◆ **FRAGMENT**
________
Het brengt me tot de vraag of Nederlandse vrouwen wel zijn geëmancipeerd. Hebben zij zich wel voldoende ontworsteld aan het juk van de man? Feit is wel dat de meeste Noordkopper vrouwen niet achter het stuur zitten als er een man met rijbewijs beschikbaar is. En als twee echtparen op stap gaan zitten de mannen voor in de auto en de vrouwen op de achterbank. Veel vrouwen zijn bijzonder trots wanneer ze na hun huwelijk hun ‘meisjesnaam’ kunnen devalueren en op de tweede plaats mogen zetten. Ze gunnen zich bijna geen tijd om hun nu dubbele naam wereldkundig te maken. Nog steeds zijn de mannen heer en meester. Je ziet het overal. In de politiek. In het bedrijfsleven. In het gezin. En aan het inkomen. De vrouw zit nog steeds tweede rang. Haar recht blijkt nog steeds in veel gevallen ‘het aanrecht’ te zijn. Hoe is dat te verklaren?
________
◆ **GEGEVENS BIJ OEFENING**

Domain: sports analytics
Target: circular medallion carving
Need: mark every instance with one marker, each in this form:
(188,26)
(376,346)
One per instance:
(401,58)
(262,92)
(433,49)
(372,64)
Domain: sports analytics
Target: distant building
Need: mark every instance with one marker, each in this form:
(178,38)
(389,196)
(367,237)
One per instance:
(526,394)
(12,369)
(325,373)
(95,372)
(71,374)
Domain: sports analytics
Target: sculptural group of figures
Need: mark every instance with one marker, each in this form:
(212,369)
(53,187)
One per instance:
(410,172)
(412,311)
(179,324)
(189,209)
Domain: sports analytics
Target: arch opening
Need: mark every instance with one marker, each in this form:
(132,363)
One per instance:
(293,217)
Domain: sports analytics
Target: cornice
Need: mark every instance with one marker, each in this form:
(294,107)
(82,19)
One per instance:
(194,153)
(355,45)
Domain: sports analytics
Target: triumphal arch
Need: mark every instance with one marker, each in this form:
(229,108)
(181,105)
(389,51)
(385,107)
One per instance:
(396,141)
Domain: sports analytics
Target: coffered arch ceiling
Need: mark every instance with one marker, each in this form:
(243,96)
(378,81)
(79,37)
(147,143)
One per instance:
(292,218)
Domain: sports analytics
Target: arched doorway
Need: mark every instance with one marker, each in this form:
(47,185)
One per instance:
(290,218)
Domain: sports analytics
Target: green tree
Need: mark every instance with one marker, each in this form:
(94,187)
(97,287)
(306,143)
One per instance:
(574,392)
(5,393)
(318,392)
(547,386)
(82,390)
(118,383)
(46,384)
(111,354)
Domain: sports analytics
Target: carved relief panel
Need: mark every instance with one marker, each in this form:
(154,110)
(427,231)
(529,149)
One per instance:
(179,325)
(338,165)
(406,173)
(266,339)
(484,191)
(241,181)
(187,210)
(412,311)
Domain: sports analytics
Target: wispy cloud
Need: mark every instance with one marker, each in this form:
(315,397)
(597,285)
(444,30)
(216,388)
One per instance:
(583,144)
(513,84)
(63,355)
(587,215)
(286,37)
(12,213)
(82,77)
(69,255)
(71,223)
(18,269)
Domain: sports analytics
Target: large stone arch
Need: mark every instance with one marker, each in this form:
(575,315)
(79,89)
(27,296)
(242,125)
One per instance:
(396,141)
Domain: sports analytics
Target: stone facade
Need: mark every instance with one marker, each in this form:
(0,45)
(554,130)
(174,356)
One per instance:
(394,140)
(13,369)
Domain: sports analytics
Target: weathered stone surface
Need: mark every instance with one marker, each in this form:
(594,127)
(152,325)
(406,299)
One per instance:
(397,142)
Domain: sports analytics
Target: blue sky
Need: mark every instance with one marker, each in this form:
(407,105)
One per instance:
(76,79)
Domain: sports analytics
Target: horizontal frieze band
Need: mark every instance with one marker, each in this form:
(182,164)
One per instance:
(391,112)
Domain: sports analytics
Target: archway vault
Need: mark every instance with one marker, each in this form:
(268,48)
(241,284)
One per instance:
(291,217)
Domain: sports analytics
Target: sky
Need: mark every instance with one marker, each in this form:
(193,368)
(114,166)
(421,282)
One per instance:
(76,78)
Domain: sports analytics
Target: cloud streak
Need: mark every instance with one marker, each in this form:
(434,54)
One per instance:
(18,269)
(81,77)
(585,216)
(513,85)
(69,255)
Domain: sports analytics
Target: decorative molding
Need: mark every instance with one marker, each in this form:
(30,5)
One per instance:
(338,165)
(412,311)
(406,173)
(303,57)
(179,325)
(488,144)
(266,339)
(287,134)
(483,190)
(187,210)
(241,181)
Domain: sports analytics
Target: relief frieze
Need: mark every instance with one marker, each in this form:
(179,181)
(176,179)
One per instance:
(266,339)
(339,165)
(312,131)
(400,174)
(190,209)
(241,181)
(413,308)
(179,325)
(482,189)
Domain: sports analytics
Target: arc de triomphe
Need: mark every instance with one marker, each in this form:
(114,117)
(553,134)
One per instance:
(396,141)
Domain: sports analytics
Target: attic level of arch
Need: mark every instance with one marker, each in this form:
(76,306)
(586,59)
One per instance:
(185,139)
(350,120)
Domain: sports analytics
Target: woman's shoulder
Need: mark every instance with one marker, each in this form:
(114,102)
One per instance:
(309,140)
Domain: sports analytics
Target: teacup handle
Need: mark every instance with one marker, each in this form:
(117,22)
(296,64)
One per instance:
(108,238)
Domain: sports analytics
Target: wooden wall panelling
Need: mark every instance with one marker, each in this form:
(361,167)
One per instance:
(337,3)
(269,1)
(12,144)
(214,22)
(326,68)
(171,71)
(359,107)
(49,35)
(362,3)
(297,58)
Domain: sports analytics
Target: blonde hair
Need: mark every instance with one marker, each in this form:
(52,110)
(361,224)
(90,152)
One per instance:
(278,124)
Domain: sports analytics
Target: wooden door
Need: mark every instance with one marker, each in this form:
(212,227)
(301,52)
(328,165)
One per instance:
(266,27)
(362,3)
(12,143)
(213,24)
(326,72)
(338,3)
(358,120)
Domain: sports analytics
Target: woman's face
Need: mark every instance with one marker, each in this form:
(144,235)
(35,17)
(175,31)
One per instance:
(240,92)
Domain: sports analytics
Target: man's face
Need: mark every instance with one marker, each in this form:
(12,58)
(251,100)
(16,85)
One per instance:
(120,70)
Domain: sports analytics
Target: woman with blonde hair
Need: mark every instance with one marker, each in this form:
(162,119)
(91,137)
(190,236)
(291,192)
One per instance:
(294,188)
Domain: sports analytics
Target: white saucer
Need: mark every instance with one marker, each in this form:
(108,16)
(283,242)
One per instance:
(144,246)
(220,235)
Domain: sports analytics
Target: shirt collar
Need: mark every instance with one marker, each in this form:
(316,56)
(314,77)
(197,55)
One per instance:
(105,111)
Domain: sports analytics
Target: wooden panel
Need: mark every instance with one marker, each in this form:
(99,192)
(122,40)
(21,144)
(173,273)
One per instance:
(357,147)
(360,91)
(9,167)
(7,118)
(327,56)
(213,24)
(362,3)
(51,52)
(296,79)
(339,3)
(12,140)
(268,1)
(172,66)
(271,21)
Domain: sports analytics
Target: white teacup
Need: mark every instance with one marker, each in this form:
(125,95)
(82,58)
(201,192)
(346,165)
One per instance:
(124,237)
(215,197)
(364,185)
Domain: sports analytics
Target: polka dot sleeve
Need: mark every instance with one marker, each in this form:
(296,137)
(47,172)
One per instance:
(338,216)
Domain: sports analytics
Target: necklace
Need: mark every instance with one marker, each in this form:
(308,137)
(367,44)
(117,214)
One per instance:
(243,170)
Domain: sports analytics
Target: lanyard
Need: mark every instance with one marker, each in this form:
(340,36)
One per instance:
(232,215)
________
◆ **OPDRACHTEN**
**a.** Bewerk het fragment en geef het opnieuw weer, beginnend bij de woorden "Het brengt me" en eindigend na "dat te verklaren?". Vervang daarbij "achterbank" door "achterstoel".
**b.** Neem uit de gegevens elke regel over waarin de tekenreeks "hair" voorkomt, met inachtneming van hoofdletters en kleine letters.

◆ **UITGEWERKTE ANTWOORDEN**
**a.**
Het brengt me tot de vraag of Nederlandse vrouwen wel zijn geëmancipeerd. Hebben zij zich wel voldoende ontworsteld aan het juk van de man? Feit is wel dat de meeste Noordkopper vrouwen niet achter het stuur zitten als er een man met rijbewijs beschikbaar is. En als twee echtparen op stap gaan zitten de mannen voor in de auto en de vrouwen op de achterstoel. Veel vrouwen zijn bijzonder trots wanneer ze na hun huwelijk hun ‘meisjesnaam’ kunnen devalueren en op de tweede plaats mogen zetten. Ze gunnen zich bijna geen tijd om hun nu dubbele naam wereldkundig te maken. Nog steeds zijn de mannen heer en meester. Je ziet het overal. In de politiek. In het bedrijfsleven. In het gezin. En aan het inkomen. De vrouw zit nog steeds tweede rang. Haar recht blijkt nog steeds in veel gevallen ‘het aanrecht’ te zijn. Hoe is dat te verklaren?

**b.**
Target: blonde hair
Target: woman with blonde hair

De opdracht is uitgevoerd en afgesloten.